Records from a collection:
- - - - - - -
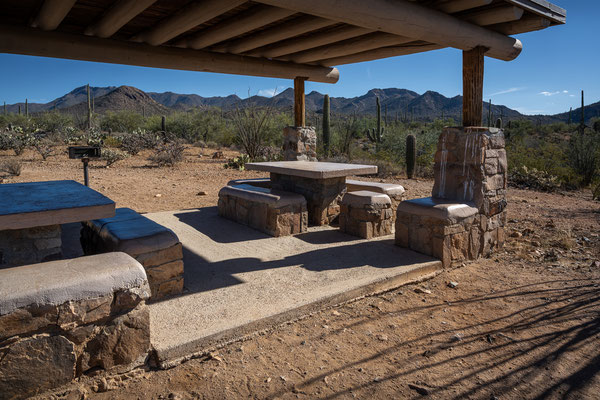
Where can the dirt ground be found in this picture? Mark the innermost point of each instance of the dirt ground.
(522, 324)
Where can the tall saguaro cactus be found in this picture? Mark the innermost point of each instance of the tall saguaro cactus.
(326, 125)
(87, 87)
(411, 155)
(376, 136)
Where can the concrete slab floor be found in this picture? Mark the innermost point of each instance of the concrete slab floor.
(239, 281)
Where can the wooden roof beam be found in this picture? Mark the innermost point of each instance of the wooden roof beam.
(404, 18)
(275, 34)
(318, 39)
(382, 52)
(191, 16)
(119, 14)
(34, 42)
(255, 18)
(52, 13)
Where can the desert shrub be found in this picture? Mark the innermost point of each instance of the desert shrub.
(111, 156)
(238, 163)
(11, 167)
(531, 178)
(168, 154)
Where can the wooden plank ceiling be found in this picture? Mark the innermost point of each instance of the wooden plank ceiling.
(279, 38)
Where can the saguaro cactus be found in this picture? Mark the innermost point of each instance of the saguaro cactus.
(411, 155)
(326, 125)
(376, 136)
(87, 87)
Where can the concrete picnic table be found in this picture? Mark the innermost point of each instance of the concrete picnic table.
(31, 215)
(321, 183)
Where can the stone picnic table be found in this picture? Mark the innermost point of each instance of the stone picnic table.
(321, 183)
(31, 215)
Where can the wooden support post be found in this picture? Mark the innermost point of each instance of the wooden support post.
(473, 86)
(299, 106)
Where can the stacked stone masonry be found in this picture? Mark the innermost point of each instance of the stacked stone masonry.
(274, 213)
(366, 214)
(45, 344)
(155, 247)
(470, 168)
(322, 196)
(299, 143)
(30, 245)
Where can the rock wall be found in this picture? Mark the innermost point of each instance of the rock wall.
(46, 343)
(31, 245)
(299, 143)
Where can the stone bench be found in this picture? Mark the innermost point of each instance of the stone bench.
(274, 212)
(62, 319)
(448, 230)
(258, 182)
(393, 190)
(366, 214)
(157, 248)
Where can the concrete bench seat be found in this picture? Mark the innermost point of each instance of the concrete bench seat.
- - - - - - -
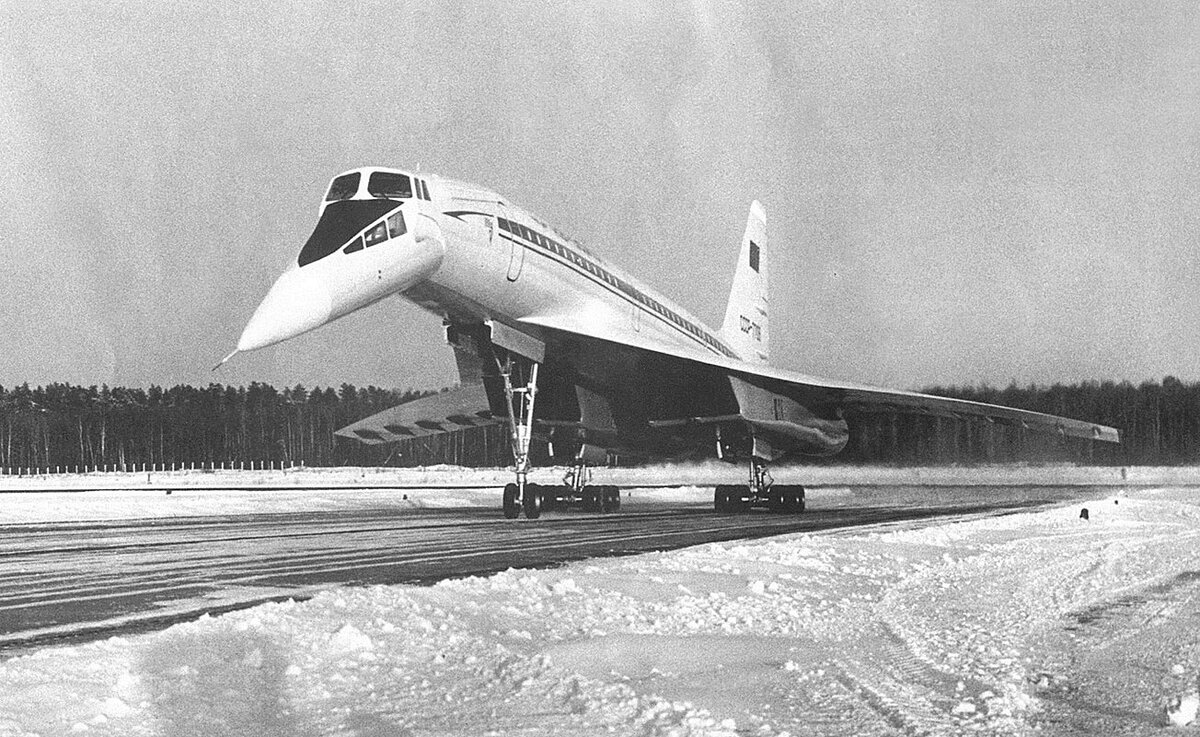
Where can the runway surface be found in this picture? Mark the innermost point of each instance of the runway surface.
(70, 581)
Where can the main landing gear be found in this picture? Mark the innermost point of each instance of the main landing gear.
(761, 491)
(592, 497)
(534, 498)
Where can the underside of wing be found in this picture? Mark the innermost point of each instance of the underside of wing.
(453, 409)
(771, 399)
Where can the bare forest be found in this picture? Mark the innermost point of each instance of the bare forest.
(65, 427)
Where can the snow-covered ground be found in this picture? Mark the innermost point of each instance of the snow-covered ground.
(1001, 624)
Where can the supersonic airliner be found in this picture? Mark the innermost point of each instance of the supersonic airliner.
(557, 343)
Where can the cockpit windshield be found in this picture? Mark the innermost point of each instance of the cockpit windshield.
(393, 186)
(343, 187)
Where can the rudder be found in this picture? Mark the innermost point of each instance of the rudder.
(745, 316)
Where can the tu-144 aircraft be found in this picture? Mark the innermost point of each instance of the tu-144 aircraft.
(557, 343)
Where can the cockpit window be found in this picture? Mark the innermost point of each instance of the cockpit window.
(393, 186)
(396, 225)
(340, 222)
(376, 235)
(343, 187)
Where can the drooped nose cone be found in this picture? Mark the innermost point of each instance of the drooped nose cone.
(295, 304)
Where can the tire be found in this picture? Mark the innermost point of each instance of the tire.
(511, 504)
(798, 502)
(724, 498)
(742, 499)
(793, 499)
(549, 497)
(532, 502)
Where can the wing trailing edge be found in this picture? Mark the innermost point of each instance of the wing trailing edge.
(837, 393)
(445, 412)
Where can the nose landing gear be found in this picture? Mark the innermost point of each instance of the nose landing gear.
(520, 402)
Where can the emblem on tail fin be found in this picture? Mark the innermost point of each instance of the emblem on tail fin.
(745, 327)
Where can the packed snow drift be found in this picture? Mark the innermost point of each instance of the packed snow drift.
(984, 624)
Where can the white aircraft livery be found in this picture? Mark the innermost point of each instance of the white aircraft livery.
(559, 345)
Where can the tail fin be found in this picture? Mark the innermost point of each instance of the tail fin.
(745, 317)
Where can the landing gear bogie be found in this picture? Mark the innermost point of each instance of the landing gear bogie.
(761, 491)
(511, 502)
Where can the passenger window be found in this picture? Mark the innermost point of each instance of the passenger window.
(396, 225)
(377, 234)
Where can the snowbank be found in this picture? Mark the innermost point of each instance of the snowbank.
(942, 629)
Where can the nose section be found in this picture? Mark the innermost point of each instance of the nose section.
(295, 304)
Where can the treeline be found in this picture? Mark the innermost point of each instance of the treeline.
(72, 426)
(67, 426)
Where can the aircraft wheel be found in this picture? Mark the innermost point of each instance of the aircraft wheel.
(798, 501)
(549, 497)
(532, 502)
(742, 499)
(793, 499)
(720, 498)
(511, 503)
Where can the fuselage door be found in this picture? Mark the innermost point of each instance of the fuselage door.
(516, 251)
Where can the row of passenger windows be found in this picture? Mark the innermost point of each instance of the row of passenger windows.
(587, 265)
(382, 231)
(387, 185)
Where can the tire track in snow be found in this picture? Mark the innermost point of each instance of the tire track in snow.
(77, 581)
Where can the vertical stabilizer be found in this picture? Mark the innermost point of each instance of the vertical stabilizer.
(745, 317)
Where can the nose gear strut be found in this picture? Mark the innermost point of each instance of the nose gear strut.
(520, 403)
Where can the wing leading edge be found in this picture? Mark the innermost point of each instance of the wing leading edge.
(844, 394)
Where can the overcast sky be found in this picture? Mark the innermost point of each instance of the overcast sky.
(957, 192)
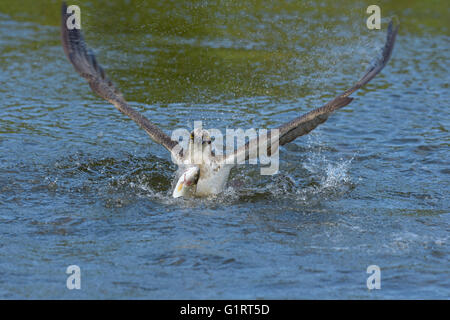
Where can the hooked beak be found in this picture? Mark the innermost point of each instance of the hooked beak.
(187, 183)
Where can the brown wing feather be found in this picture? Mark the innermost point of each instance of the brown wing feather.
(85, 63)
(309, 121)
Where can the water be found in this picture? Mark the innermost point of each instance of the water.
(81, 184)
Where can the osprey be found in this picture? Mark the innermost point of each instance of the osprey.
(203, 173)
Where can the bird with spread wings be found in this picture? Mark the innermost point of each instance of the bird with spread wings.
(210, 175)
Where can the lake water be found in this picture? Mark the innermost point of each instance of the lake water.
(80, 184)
- - - - - - -
(EXERCISE DIRECTIONS)
Looking back over the data above, restate word for word the lines that begin at the line with "Where can the stone bench" and end at the line with "Where can the concrete bench", inclusive.

(RESPONSE FOR THIS EXERCISE)
Where can the stone bench be found in this picture? Mark the innermost point of each instance of the stone bench.
(274, 212)
(62, 319)
(448, 230)
(258, 182)
(393, 190)
(366, 214)
(157, 248)
Where can the concrete bench seat be found in this picture? Mark the innermost point of each instance of the concrete bench seat.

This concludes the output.